**EXERCISE INSTRUCTIONS**
[a] Reproduce word for word the portion of the TSB Bank case study that starts with the words containing "On July 8, 2015, TSB" and finishes with "for the bank.".
[b] Write a continuation of the TSB Bank case study that picks up right after its last line.

**SUPPLIED PASSAGE**
Resources / Case Studies / TSB Bank Data Migration Failure: Lessons in Data Testing

TSB Bank Data Migration Failure: Lessons in Data Testing

Background

On July 8, 2015, TSB Bank was acquired by Banco Sabadell Group for £1.7 billion. One of the key projects involved migrating 5 million TSB customers to a new SABIS platform, Proteo4UK. However, data testing failures, along with other organizational and technical shortcomings, created a perfect storm of disruption for TSB customers and resulted in significant financial losses for the bank.

 

TSB Bank Data Migration Failure Case study Thumnail Image - iceDQ

Some Facts

Cost Category Party Description Source
£318,000,000 Direct Migration Cost TSB Money spent on the actual migration project itself. The Register
£247,000,000 Remediation Cost TSB Following the disastrous migration, TSB incurred additional costs for customer compensation, technical fixes, and increased staffing for customer service. The Mirror
£48,650,000 Regulatory Fines TSB Fines paid by TSB Bank to FCA and PRA. Reuters
£81,620 Regulatory Fines Former CIO The Prudential Regulation Authority (PRA) has fined the former Chief Information Officer (CIO) of TSB Bank plc (TSB). Bank of England
1,900,000 Customers unable to view their accounts Customers Customers didn’t have access to their accounts. Overseas ATM withdrawals declined. Digital banking was completely stopped. Many unauthorized transactions were suspected. BBC
1,300 Customers money stolen Customers Money stolen from their accounts – in some cases their life savings – by fraudsters exploiting the bank’s recent IT meltdown. The Guardian

The lessons from this costly mishap serve as a cautionary tale for organizations undertaking complex system migrations. They highlight the critical need for comprehensive data migration planning, rigorous data testing, robust quality control, and effective risk mitigation strategies to ensure a seamless transition. In this document, we share our perspective on the significance of data testing. When data testing fails, the consequences can be severe, as demonstrated by TSB’s experience-a lesson we can all learn from.

Multiple Point of Failures

The TSB Bank IT migration failure in 2018 was not solely due to data testing issues; independent audits and reviews by IBM, E&Y, and Slaughter and May identified multiple points of failure.

 

TSB Drawing

A. Unrealistic Deadlines: Predetermined timeline based on right-to-left approach.

B. Communication Breakdown: Lack of proper communication with 1,400 resources.

C. Project Complexity and Scope: New functionality was added during the ongoing data migration process.

D. Reliance on External Vendor: 70+ third party suppliers

E. Lack of Proper Data Testing: No reference was found for a dedicated data testing team or data test-automation platform.

  1. Big Bang Release: Big Bang Migration on Sunday, April 22, 2018 – Slaughter and May, 2.13, page 4.
  2. Migrating while Upgrading: Upgrading from Proteo3 to Proteo4 while Migrating Data – Slaughter and May, 2.14, page 4.
  3. Data Testing Ownership: Confusing ownership of data testing – Slaughter and May, 11.6, page 95.
  4.  Source Data Access: TSB did not own or control the source platform – Slaughter and May, 7.24, page 56.
  5. Lack of Full Volume Testing: Did not fully replicate the Production Environment -Slaughter and May, 11.7/C, page 96.

Records taken from a collection

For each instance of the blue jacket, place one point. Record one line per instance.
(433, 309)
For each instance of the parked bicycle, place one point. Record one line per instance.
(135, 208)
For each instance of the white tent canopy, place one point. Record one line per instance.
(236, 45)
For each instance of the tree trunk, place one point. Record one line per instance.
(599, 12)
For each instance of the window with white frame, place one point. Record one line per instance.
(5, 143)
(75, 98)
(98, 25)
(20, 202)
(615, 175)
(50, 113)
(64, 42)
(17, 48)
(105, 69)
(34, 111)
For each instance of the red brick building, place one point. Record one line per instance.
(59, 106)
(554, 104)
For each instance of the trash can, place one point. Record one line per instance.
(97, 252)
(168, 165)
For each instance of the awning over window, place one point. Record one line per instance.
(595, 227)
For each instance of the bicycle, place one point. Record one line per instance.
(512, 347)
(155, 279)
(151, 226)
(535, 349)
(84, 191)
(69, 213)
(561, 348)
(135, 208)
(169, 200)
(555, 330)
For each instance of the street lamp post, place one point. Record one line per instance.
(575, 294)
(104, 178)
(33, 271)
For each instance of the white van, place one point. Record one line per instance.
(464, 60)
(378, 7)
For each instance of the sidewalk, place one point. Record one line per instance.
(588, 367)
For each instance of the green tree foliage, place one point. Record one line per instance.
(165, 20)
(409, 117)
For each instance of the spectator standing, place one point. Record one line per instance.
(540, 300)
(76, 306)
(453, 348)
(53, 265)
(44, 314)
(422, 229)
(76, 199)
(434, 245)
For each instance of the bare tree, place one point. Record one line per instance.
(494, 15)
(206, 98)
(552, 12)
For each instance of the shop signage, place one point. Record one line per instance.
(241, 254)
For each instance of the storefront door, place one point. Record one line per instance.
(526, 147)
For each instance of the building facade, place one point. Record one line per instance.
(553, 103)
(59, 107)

**RESPONSES**
[a]
On July 8, 2015, TSB Bank was acquired by Banco Sabadell Group for £1.7 billion. One of the key projects involved migrating 5 million TSB customers to a new SABIS platform, Proteo4UK. However, data testing failures, along with other organizational and technical shortcomings, created a perfect storm of disruption for TSB customers and resulted in significant financial losses for the bank.

[b]
  6. Insufficient Time for Data Testing: Inability to complete testing of data migration… Key factor for delay – Slaughter and May, 11.41, page 104.
  7.  Partial Data Testing: Only read-only transaction tested, not updatable transactions – Slaughter and May, 18.30/A(iii) page 179.
  8. Incomplete Data Testing Cycle: Open defects should reduce towards the end of UAT… instead it grew – Slaughter and May, 17.8, page 166.
  9. Manual Data Testing: Automated data testing tool not listed – Slaughter and May, 11.6, page 95.

1. Big Bang Release

Big Bang Migration on Sunday 22nd April 2018 – Slaughter and May, 2.13, page 4

The project involved switching to a new system, upgrading the system and migrating millions of customers and their data, which had been collected over many years. The team decided to do small migrations, followed by a very large, risky migration.

TSB Drawing-02

Observations

  • Limited Cutovers: Initial cutovers were performed with small datasets, followed by a large and risky migration.
  • Missed Corner Cases: The use of limited datasets suppressed edge cases that could have been identified with larger datasets.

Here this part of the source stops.